Les institutions financières européennes devraient contribuer activement à ce pacte. La Banque européenne d’investissement devrait poursuivre ses efforts pour soutenir la transition vers une économie à faible intensité de carbone et cesser immédiatement d’accorder des prêts à des projets qui ne sont pas conformes aux objectifs de l’accord de Paris et aux OMD des Nations unies.
La Banque centrale européenne (BCE) a également un rôle à jouer. Le mandat principal de la Banque centrale est la stabilité monétaire et non le changement climatique. Mais il devient évident que les conséquences du changement climatique (événements climatiques extrêmes intenses et fréquents, flux migratoires, baisse de l’agriculture) auront un impact considérable sur les activités économiques et les prix. En outre, le traité de l’UE attribue à la BCE l’objectif de soutenir les objectifs politiques de l’UE et la protection de l’environnement, y compris la lutte contre le changement climatique, fait partie de ces objectifs fondamentaux. Que peut faire concrètement la BCE ? Premièrement, la BCE pourrait mettre en œuvre un règlement susceptible d’imposer un type de surcharge sur les prêts entraînant des externalités environnementales négatives. Il pourrait s’agir notamment d’introduire des plafonds quantitatifs de crédit pour les activités polluantes ou d’effectuer des évaluations ex ante de l’impact sur le climat. Ces mesures ne devraient en aucun cas constituer un obstacle pour investir dans la transformation durable des industries existantes. Deuxièmement, la BCE pourrait également accélérer les investissements à faible intensité de carbone par la mise en œuvre d’une « allocation de crédits à faible intensité de carbone ». Il faudrait adopter des lignes de refinancement ciblées sur le climat, grâce auxquelles les banques pourraient se refinancer à un taux plus avantageux, ce qui inciterait les banques à prêter davantage au secteur à faible intensité de carbone en les récompensant par des bénéfices marginaux plus élevés. Enfin, un programme d’assouplissement quantitatif (AQ) vert devrait utiliser des critères d’éligibilité reflétant les OMD de l’ONU. En outre, la BCE doit orienter ses achats d’obligations publiques vers la BEI ou des entités similaires telles que les banques de développement qui pourraient financer des projets économiques à faible intensité de carbone, notamment des investissements dans les infrastructures.

——

• **Série de consignes**:
**1.** Répondez aux questions suivantes d'après le passage sur la BCE et le climat.
(a) Quel est le mandat principal de la Banque centrale ?
(b) Quelle institution devrait cesser immédiatement d'accorder des prêts à des projets non conformes aux objectifs de l'accord de Paris ?
(c) Que devraient refléter les critères d'éligibilité d'un programme d'assouplissement quantitatif vert ?
**2.** Recopiez le segment du passage sur la BCE et le climat compris entre « Les institutions financières » et « des Nations unies. », ces deux bornes incluses.
La liste qui suit provient d'une autre source.

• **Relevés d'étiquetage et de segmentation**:
——

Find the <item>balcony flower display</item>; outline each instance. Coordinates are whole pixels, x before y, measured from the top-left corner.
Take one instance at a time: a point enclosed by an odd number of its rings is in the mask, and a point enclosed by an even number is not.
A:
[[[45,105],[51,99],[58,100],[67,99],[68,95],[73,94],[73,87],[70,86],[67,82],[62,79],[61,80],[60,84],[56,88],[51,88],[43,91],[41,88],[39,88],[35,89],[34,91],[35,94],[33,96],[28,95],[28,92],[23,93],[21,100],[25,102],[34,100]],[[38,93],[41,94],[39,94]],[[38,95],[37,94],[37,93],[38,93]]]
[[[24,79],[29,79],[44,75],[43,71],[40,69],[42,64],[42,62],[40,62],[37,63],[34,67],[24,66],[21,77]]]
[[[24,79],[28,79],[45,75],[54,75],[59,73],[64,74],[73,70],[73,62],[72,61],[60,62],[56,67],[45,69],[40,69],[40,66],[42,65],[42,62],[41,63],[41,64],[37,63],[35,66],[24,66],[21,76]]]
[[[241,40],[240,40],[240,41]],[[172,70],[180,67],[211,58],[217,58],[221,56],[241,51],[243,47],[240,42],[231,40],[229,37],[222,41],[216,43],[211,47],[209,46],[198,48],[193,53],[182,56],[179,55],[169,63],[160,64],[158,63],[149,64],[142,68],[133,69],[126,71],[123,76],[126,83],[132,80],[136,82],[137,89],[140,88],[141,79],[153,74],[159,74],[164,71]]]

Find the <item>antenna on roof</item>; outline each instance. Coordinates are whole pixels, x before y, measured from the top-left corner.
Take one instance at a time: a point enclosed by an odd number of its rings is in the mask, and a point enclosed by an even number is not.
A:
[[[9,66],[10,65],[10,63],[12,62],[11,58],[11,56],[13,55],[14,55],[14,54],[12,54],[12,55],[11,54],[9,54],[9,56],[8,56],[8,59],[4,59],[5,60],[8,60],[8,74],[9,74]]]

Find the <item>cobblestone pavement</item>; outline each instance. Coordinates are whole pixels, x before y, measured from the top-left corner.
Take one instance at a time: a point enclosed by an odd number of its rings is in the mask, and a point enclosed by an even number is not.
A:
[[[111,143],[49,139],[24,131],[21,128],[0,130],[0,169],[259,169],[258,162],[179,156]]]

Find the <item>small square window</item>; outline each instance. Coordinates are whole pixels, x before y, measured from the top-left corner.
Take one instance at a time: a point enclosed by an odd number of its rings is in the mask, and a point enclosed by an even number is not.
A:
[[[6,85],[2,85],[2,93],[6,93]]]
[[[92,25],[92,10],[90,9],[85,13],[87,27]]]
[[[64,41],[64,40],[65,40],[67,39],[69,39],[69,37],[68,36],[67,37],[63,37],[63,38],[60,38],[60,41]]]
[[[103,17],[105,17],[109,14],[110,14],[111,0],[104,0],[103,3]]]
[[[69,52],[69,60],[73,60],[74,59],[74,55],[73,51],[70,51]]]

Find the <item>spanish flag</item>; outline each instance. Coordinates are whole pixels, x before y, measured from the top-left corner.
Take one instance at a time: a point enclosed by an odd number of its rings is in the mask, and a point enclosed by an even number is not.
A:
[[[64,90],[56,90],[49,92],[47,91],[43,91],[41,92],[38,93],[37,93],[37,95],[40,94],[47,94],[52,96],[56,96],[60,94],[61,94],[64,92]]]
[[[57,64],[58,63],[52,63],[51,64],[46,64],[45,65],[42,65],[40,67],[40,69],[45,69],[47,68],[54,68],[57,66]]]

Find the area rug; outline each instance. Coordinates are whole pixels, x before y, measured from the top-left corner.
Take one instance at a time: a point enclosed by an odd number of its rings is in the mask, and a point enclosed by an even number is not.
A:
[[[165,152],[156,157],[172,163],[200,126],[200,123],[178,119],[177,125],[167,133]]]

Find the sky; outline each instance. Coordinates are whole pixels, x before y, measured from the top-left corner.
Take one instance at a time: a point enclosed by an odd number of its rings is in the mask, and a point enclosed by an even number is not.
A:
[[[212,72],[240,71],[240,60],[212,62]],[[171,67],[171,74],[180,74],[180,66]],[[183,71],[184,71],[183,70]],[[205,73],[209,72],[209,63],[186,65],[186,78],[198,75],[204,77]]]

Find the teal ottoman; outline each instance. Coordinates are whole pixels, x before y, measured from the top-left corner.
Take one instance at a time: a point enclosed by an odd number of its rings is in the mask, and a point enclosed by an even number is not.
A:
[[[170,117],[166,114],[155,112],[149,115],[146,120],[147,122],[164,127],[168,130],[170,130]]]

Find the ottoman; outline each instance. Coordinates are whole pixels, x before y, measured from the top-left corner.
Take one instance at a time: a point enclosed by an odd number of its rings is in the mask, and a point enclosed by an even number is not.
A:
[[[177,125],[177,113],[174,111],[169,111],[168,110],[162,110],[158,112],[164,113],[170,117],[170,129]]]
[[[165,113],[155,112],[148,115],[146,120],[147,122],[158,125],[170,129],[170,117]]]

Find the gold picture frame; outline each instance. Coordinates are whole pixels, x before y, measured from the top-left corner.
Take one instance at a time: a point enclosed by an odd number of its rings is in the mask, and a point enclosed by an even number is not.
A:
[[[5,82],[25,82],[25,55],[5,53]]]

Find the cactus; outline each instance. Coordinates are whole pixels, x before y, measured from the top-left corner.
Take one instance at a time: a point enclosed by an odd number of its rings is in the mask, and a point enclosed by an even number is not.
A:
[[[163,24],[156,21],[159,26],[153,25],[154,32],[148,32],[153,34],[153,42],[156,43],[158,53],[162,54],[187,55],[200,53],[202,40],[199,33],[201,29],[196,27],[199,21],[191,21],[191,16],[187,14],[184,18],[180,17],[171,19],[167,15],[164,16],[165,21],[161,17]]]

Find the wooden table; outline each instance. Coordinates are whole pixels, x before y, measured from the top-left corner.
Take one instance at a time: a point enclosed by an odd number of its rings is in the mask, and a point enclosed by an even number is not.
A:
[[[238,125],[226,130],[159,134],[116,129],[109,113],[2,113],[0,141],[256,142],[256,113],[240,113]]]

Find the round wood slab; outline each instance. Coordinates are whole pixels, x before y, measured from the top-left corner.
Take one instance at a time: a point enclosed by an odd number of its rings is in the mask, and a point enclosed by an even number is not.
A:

——

• **Corrigé**:
**1.**
(a) La stabilité monétaire.
(b) La Banque européenne d'investissement.
(c) Les OMD de l'ONU.

**2.**
Les institutions financières européennes devraient contribuer activement à ce pacte. La Banque européenne d’investissement devrait poursuivre ses efforts pour soutenir la transition vers une économie à faible intensité de carbone et cesser immédiatement d’accorder des prêts à des projets qui ne sont pas conformes aux objectifs de l’accord de Paris et aux OMD des Nations unies.